**REQUIRED WORK**
Reproduce word for word the lines of the data below, from the line with "Pick out the engine" through the last line of the data.

-- Start DATA ENTRIES --

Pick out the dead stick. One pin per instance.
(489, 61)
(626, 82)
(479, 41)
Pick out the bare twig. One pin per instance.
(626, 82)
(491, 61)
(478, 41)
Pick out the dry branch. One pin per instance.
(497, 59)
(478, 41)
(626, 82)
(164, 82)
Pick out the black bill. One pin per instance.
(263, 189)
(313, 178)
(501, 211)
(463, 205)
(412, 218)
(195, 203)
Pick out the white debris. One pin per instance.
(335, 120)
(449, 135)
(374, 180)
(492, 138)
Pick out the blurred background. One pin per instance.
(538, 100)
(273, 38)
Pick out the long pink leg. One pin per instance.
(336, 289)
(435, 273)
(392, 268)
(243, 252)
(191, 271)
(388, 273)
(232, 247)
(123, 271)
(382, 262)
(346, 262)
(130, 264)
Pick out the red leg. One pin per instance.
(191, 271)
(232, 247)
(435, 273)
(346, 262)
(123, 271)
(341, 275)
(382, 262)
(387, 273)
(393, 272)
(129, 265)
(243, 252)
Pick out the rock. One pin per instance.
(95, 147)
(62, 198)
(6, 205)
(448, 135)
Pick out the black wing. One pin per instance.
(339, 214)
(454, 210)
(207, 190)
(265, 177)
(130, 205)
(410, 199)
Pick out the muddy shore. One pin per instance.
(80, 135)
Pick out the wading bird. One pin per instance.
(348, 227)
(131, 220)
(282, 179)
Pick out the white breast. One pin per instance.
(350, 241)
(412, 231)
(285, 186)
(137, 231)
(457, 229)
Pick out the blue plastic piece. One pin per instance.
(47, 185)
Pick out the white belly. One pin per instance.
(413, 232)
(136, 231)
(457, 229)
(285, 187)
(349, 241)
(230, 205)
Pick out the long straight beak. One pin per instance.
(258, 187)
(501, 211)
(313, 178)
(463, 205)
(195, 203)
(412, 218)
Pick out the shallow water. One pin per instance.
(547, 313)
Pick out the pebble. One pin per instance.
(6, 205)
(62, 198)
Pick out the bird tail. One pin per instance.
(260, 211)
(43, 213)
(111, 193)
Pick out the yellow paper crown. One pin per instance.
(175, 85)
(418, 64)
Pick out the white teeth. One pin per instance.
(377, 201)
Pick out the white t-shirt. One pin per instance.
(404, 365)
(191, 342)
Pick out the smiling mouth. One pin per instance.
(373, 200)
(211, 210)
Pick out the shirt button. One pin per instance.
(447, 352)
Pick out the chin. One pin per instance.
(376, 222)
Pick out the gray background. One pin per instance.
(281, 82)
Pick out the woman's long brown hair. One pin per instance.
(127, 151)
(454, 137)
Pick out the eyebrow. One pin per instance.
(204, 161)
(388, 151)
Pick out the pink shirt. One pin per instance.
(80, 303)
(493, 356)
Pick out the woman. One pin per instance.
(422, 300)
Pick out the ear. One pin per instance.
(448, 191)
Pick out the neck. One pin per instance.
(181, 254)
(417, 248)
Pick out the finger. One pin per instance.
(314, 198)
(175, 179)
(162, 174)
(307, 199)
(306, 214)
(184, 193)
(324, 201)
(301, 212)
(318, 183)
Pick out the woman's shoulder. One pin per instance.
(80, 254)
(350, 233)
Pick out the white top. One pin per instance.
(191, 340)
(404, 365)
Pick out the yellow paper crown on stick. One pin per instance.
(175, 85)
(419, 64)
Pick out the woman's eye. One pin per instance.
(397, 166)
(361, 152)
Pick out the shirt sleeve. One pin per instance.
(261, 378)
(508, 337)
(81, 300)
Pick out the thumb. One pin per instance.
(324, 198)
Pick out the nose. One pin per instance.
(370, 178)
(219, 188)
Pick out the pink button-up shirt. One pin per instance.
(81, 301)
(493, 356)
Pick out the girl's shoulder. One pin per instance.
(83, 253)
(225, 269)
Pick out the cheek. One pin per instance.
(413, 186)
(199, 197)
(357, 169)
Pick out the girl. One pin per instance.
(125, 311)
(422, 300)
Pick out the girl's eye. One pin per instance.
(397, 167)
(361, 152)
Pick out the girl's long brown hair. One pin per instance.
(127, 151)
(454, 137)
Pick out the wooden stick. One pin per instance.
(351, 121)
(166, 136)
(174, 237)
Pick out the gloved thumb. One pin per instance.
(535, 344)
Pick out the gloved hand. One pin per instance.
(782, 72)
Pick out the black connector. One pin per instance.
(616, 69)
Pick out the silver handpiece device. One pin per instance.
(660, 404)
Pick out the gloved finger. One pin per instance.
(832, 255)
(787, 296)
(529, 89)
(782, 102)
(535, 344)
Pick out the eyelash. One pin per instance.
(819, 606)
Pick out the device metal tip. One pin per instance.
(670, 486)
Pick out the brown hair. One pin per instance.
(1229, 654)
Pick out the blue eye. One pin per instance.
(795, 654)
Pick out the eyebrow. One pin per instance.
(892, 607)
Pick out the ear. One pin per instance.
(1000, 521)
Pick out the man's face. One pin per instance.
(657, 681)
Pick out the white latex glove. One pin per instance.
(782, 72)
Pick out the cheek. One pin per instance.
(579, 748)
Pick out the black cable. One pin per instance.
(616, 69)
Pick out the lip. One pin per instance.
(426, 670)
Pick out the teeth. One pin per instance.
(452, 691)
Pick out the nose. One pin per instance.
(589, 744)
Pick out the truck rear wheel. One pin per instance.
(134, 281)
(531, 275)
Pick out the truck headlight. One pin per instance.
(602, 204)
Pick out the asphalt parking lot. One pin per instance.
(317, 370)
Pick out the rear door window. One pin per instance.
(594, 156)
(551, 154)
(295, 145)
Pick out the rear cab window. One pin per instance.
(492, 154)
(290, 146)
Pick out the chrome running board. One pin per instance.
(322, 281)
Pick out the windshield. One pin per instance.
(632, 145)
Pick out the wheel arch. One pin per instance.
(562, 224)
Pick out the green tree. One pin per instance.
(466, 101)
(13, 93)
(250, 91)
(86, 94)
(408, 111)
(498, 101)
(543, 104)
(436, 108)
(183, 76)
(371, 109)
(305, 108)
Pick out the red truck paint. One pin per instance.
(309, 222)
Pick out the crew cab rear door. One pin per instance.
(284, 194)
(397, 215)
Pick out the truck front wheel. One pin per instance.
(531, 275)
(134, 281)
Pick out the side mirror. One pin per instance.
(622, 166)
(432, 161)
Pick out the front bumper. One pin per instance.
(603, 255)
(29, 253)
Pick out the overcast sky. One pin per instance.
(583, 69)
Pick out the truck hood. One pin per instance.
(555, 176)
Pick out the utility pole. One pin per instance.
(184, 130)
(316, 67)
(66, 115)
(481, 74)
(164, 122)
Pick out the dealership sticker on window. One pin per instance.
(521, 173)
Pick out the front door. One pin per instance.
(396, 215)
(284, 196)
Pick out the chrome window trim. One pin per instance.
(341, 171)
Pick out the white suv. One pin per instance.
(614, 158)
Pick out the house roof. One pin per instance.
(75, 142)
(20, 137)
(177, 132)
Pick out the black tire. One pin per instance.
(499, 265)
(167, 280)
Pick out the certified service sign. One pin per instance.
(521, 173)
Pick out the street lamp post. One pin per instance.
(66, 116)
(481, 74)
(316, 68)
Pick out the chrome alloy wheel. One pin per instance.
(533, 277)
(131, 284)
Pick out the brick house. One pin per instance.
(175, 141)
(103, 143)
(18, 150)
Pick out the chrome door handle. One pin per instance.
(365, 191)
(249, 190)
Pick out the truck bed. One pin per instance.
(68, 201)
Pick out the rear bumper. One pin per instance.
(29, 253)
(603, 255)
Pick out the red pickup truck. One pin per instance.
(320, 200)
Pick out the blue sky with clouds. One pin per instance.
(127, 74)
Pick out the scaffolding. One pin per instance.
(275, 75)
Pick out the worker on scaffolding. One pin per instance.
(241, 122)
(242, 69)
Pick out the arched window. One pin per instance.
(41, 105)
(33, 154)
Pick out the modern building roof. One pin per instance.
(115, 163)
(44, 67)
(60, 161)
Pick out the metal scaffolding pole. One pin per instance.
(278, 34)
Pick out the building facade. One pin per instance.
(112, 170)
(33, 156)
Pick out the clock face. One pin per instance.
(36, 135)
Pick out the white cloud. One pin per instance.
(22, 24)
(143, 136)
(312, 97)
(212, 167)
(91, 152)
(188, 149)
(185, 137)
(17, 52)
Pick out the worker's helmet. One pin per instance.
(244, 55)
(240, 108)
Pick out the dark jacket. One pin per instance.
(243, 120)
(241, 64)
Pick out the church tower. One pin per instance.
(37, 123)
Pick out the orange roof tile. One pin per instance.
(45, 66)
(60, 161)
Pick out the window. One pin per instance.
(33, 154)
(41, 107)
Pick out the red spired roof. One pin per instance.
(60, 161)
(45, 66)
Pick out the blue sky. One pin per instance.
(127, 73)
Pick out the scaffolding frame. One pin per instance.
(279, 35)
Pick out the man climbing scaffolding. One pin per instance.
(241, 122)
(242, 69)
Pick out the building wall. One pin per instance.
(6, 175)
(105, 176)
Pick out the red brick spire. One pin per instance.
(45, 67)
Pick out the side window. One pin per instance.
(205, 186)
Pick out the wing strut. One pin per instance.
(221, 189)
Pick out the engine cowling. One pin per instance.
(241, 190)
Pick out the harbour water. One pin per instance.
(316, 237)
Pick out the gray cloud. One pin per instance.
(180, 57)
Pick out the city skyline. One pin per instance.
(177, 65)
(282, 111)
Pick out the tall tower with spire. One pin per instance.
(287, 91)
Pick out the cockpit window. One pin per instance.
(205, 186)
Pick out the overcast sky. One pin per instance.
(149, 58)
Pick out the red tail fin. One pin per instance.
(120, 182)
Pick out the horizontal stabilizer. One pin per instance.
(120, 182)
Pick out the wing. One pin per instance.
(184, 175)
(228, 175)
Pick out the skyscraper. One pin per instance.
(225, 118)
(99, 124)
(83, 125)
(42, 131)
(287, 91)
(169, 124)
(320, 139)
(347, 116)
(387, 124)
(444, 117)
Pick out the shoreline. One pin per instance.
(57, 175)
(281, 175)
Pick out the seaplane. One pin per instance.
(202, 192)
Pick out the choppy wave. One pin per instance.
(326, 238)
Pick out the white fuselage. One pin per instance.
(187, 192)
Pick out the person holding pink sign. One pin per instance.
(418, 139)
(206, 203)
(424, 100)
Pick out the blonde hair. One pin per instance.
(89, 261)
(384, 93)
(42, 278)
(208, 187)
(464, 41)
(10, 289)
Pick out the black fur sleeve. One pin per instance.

-- End DATA ENTRIES --

**EXERCISE RESULT**
Pick out the engine cowling. One pin per instance.
(241, 190)
Pick out the harbour water. One pin per instance.
(316, 237)
Pick out the gray cloud. One pin per instance.
(180, 57)
Pick out the city skyline. One pin per instance.
(177, 65)
(282, 111)
Pick out the tall tower with spire. One pin per instance.
(287, 91)
Pick out the cockpit window. One pin per instance.
(205, 186)
Pick out the overcast sky. One pin per instance.
(149, 58)
Pick out the red tail fin. One pin per instance.
(120, 182)
Pick out the horizontal stabilizer. One pin per instance.
(120, 182)
Pick out the wing. One pin per instance.
(184, 175)
(228, 175)
Pick out the skyscraper. One pin per instance.
(225, 118)
(99, 124)
(83, 125)
(42, 131)
(287, 91)
(169, 124)
(320, 139)
(347, 116)
(387, 124)
(444, 117)
Pick out the shoreline. One pin per instance.
(57, 175)
(281, 175)
Pick out the seaplane. One pin per instance.
(202, 192)
Pick out the choppy wave. One pin per instance.
(326, 238)
Pick out the white fuselage. One pin per instance.
(187, 192)
Pick out the person holding pink sign. One pin per instance.
(418, 139)
(206, 203)
(424, 100)
Pick out the blonde hair. One pin per instance.
(89, 261)
(384, 93)
(42, 278)
(208, 187)
(464, 41)
(10, 289)
Pick out the black fur sleeve. One pin per instance.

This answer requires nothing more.